■ **TASK BRIEF**:
Copy the Ganni article below word for word, everything from "No brand has" down to "label – in 2009.".

■ **DOCUMENT EXTRACT**:

Ganni And The Rise Of The Sweet-Spot Scandi Super Brands
By Laura Antonia Jordan Posted on 9 Nov 2018
In the last couple of years the Danish capital has become a lightning rod for new trends, with the city’s style pack the new agenda-setters for what we’ll all want to be wearing next. And it’s not what you think.
The stereotype of muted Scandi minimalism has been ousted by something more playful, feminine and eclectic. If right now you’re hankering after hiking jackets and leopard-print dresses, hot pink boiler suits and two-tone cowboy boots (perhaps all together) – then, congrats, you’ve already got the memo.
No brand has done more to shape the current Danish fashion landscape than Ganni, the contemporary label run by husband-and-wife duo, creative director Ditte Reffstrup and CEO Nicolaj Reffstrup. They took over and completely rejuvenated the brand – then a niche cashmere label – in 2009.
‘Ganni is the Copenhagen girl that no one knew nine years ago – she’s a version of me, my friends, and the people I see on the street,’ explains Ditte. ‘She’s the girl you see on the street on her bike, wearing a dress with a pair of sneaks. It’s easy, effortless’.
It might sound like a throwaway comment, but Copenhagen’s cycling culture is central to shaping the city’s aesthetic. Tight skirts and high heels just won’t do when you get around everywhere by bike – so even the prettiest designs are always underpinned with practicality. Ditto the Danes’ enviable work/life balance – it makes sense that the happiest nation on earth would excel at creating happy clothes. ‘There is a recognisable link between the Danish mindset and the aesthetic that we’ve come to know of Danish brands,’ says Farfetch’s market editor, Celenie Seidel. ‘It’s that sense of happiness that I think customers have really identified within these brands and connected to.’
Scandi Style 2.0 is defined by juxtaposing elements that shouldn’t work together but somehow do: hiking boots with prairie dresses, cycling shorts with blazers. It’s an inherently confident way of dressing, built on attitude and comfort. ‘It’s all about the small surprising element that makes it fun,’ says Pernille Teisbaek, the super influencer and poster girl for Danish style. ‘What brands like Ganni are very good at is creating contrast, mixing something very feminine with something more masculine or sporty.’
Even if you’re more of an Uber-commuter, chances are the Danish look has resonated. Social media has propelled Ganni’s success, with the #GanniGirls (as the label’s fans proudly hashtag themselves) the brand’s best advert. Surprisingly, get a Beyoncé or Rihanna in your designs and while it’s undeniably a moment, it might not necessarily translate to sales. ‘People want to see real girls,’ says Nicolaj. Ganni’s coup has been to root cool in quotidian ease. Women-friendly cuts imbue even the most outlandish designs – neon dresses, pastel denim – with a wearability that can often be missing at other labels.

■ **PROVIDED DATA**:

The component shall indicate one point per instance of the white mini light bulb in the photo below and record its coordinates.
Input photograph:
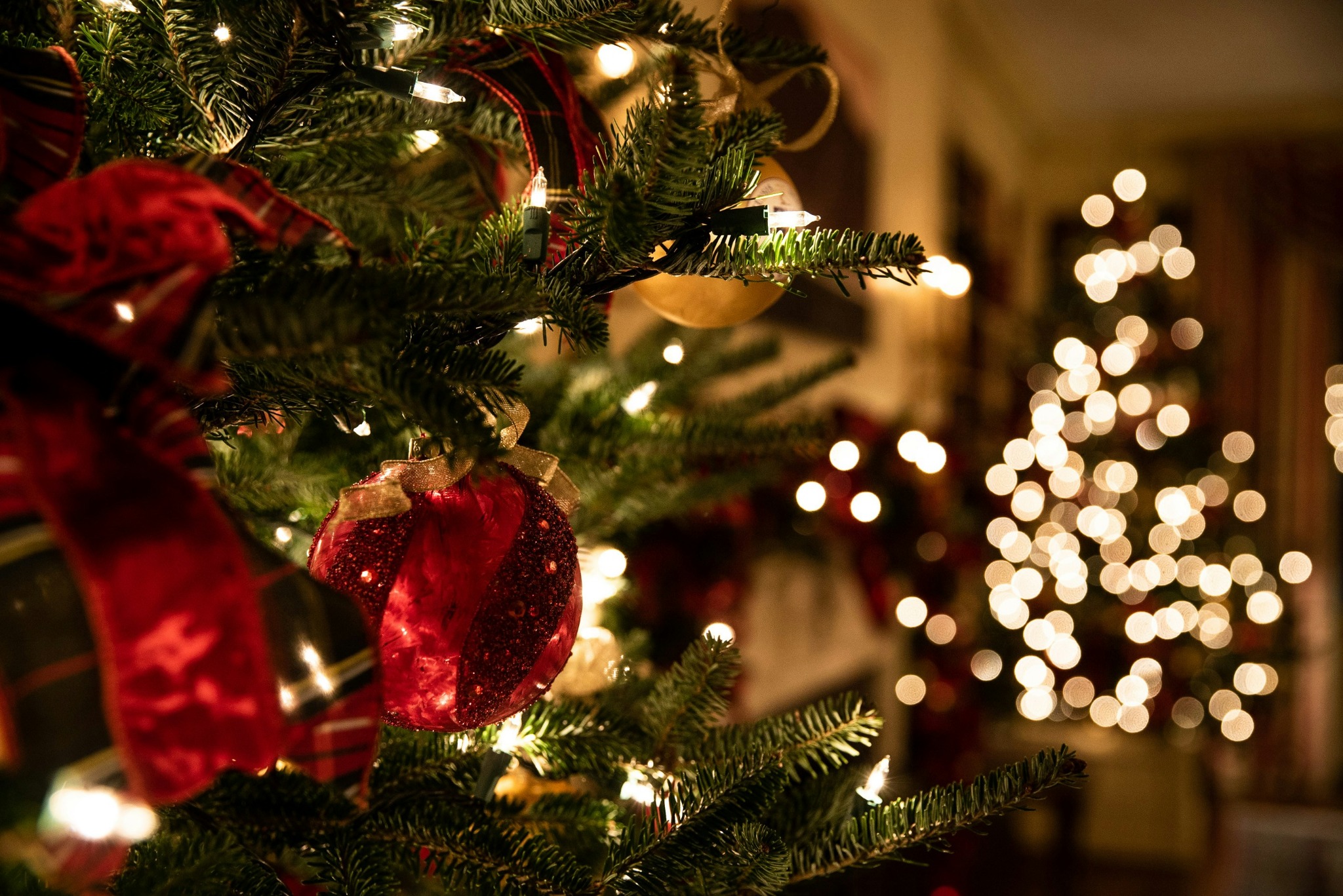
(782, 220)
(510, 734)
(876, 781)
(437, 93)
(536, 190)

--

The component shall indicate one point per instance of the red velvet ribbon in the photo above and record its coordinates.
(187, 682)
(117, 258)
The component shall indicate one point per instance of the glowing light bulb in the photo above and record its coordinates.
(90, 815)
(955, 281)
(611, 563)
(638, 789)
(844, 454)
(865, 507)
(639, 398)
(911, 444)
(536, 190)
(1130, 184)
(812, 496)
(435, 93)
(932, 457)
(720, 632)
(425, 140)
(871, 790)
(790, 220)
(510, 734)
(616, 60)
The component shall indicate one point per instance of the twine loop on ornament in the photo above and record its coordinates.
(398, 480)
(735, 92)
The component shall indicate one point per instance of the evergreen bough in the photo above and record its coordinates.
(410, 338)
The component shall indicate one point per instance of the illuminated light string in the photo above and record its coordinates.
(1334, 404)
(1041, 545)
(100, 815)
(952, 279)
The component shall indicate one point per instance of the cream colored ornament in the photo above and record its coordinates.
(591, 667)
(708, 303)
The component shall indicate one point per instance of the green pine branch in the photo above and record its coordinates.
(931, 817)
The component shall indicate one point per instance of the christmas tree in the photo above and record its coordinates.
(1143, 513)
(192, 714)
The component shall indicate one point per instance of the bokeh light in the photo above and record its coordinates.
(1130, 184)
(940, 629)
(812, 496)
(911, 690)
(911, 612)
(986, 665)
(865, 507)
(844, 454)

■ **COMPLETE OUTPUT**:
No brand has done more to shape the current Danish fashion landscape than Ganni, the contemporary label run by husband-and-wife duo, creative director Ditte Reffstrup and CEO Nicolaj Reffstrup. They took over and completely rejuvenated the brand – then a niche cashmere label – in 2009.